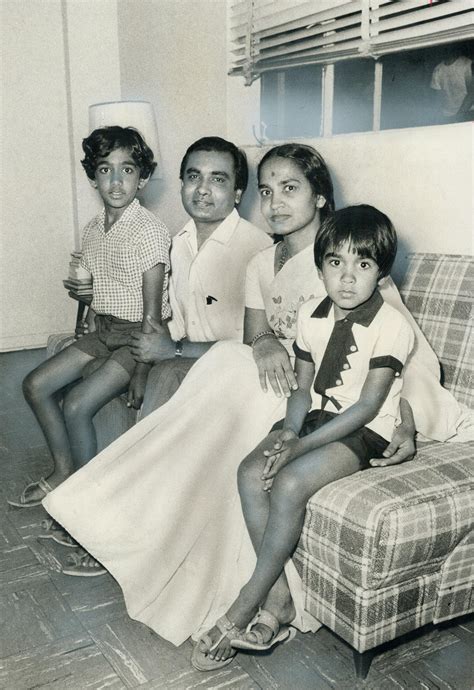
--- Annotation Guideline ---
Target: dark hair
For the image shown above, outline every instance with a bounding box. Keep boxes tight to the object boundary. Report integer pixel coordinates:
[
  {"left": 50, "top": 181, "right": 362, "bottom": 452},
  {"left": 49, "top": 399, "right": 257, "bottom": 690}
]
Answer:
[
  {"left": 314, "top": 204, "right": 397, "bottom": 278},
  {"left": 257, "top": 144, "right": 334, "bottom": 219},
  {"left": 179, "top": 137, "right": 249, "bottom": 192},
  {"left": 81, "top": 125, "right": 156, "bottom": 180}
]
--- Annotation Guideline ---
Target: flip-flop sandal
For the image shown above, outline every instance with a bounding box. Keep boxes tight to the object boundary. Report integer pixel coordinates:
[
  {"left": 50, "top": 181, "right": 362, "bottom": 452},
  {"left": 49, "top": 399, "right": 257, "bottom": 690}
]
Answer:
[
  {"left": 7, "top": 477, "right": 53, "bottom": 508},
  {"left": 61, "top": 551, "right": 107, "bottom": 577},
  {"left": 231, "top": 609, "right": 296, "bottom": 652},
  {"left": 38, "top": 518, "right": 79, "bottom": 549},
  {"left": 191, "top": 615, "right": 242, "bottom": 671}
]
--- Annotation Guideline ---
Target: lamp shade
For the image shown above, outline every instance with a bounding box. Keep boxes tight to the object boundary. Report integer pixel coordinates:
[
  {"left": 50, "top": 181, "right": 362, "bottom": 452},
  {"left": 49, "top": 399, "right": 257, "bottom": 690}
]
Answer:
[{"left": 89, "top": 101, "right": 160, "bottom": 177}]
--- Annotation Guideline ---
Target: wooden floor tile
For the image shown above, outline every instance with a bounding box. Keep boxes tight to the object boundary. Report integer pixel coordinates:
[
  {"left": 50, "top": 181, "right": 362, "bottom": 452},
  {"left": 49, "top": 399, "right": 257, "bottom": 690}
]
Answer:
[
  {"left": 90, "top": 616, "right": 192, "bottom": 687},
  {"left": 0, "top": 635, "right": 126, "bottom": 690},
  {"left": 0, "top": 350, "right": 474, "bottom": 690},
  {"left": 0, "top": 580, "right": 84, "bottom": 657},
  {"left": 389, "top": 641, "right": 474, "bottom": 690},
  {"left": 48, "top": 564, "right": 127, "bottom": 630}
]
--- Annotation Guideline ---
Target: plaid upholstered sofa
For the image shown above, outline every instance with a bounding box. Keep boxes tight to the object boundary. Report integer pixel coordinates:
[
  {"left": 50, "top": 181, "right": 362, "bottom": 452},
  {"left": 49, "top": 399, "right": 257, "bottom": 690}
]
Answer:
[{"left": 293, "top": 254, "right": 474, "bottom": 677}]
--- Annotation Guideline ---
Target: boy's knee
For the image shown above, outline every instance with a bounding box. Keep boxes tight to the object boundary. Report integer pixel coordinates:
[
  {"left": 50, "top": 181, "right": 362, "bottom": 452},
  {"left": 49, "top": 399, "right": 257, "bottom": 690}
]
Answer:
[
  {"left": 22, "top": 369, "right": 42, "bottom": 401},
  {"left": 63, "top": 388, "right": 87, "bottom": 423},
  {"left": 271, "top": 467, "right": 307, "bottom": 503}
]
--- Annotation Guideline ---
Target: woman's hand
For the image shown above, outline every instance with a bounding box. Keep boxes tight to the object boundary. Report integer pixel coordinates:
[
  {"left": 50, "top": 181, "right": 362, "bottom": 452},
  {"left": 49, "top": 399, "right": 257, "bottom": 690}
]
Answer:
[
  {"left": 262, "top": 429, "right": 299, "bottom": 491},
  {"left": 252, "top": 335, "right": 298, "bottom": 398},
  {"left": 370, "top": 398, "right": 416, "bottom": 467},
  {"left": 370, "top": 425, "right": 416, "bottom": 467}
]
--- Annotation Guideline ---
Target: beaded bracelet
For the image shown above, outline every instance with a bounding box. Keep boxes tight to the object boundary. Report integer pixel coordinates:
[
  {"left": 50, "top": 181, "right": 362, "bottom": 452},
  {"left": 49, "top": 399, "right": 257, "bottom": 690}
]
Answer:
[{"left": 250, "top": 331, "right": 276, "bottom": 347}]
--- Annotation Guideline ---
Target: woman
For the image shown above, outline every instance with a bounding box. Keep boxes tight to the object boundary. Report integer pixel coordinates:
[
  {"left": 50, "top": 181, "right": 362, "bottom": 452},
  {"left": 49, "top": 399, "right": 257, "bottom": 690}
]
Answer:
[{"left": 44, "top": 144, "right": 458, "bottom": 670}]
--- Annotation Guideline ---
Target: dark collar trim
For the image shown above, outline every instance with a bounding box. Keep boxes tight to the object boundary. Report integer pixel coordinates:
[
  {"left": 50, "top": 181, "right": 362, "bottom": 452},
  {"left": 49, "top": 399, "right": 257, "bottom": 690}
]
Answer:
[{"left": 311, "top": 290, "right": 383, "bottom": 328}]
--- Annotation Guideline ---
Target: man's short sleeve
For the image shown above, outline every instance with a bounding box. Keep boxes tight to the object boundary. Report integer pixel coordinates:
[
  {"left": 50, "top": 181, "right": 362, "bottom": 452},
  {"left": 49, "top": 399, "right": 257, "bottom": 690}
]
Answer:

• • • •

DO THIS:
Collect every line from the rows above that contains the string "Target" and copy each one in full. Case counts, so only lines with matching capitalization qualify.

FINAL RESULT:
Target: dark hair
Target: flip-flop sandal
Target: lamp shade
Target: wooden floor tile
Target: plaid upholstered sofa
Target: boy's knee
Target: woman's hand
Target: beaded bracelet
Target: woman
Target: dark collar trim
Target: man's short sleeve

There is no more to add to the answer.